Adhyatnika Geusan Ulun
(SMPN 1 Cipongkor)
Adalah menarik saat mengikuti acara bedah buku yang digelar tim penguatan pendidikan karakter (PPK) Kab. Bandung Barat baru-baru ini. Kegiatan yang yang diselenggarakan sebagai bentuk rasa syukur atas terbitnya karya best practice sejumlah penulis dari unsur guru, kepala sekolah, dan pengawas tersebut, mengilhami penulis untuk kembali mencoba memahami fenomena yang terjadi di tengah-tengah masyarakat saat ini.
Setelah diungkapkan oleh salah seorang keynote speaker tentang mirisnya perilaku bullying oleh para pengguna media sosial, dan belum berhentinya hembusan berita hoax yang seolah tidak mempedulikan sanksi yang akan diterima dari para penegak hukum, membuat penulis mencoba mengangkat kembali sejumlah hal penting tentang sangat mendesaknya penerapan penguatan pendidikan karakter di lingkungan sekolah. Tentu hal ini tidak lepas dari desain besar pendidikan Indonesia yang berharap agar dengan pendidikan karakter akan terwujud profil pelajar Pancasila yang didam-idamkan semua pihak.
· · · · ·
*TUGAS YANG DIBERIKAN 1*. Kutip seluruh teks di atas kata demi kata, tanpa perubahan apa pun.
Data yang menyusul tidak berkaitan dengan teks di atas.

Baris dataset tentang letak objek
· · · · ·
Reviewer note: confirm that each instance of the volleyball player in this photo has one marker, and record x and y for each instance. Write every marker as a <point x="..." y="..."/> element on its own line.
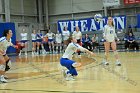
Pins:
<point x="109" y="35"/>
<point x="39" y="41"/>
<point x="58" y="38"/>
<point x="33" y="35"/>
<point x="5" y="42"/>
<point x="65" y="36"/>
<point x="24" y="41"/>
<point x="50" y="36"/>
<point x="67" y="56"/>
<point x="78" y="35"/>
· · · · ·
*TUGAS YANG DIBERIKAN 2*. Tulis ulang semua data penandaan letak objek dengan mengganti "volleyball player" menjadi "athlete", dan biarkan bagian lainnya tetap sama. Jangan sertakan gambarnya dalam jawaban.

*JAWABAN TUGAS 1*.
Adhyatnika Geusan Ulun
(SMPN 1 Cipongkor)
Adalah menarik saat mengikuti acara bedah buku yang digelar tim penguatan pendidikan karakter (PPK) Kab. Bandung Barat baru-baru ini. Kegiatan yang yang diselenggarakan sebagai bentuk rasa syukur atas terbitnya karya best practice sejumlah penulis dari unsur guru, kepala sekolah, dan pengawas tersebut, mengilhami penulis untuk kembali mencoba memahami fenomena yang terjadi di tengah-tengah masyarakat saat ini.
Setelah diungkapkan oleh salah seorang keynote speaker tentang mirisnya perilaku bullying oleh para pengguna media sosial, dan belum berhentinya hembusan berita hoax yang seolah tidak mempedulikan sanksi yang akan diterima dari para penegak hukum, membuat penulis mencoba mengangkat kembali sejumlah hal penting tentang sangat mendesaknya penerapan penguatan pendidikan karakter di lingkungan sekolah. Tentu hal ini tidak lepas dari desain besar pendidikan Indonesia yang berharap agar dengan pendidikan karakter akan terwujud profil pelajar Pancasila yang didam-idamkan semua pihak.

*JAWABAN TUGAS 2*.
Reviewer note: confirm that each instance of the athlete in this photo has one marker, and record x and y for each instance. Write every marker as a <point x="..." y="..."/> element on its own line.
Pins:
<point x="109" y="35"/>
<point x="39" y="41"/>
<point x="58" y="38"/>
<point x="33" y="35"/>
<point x="5" y="42"/>
<point x="65" y="36"/>
<point x="24" y="41"/>
<point x="50" y="36"/>
<point x="67" y="56"/>
<point x="78" y="35"/>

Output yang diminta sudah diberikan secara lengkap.